* **Work order**: How many lines below hold "coordinates"? Answer with only the number.

* **Records shown**:
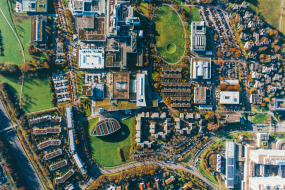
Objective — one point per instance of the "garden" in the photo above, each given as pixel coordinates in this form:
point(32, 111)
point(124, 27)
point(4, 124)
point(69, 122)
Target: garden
point(169, 34)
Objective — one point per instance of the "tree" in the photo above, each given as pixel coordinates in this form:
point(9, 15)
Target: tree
point(167, 101)
point(223, 86)
point(236, 87)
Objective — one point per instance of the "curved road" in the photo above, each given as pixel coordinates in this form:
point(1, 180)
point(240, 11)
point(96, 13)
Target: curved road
point(19, 152)
point(191, 170)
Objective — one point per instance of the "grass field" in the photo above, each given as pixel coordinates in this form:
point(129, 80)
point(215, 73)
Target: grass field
point(167, 32)
point(36, 94)
point(269, 9)
point(23, 27)
point(14, 82)
point(11, 49)
point(107, 147)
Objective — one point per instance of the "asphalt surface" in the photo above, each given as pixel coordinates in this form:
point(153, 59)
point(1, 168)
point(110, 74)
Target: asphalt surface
point(23, 161)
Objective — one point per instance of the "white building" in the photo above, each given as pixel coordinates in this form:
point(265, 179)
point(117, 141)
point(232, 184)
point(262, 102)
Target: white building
point(257, 173)
point(200, 68)
point(91, 58)
point(198, 36)
point(229, 97)
point(69, 118)
point(141, 90)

* **Task solution**: 6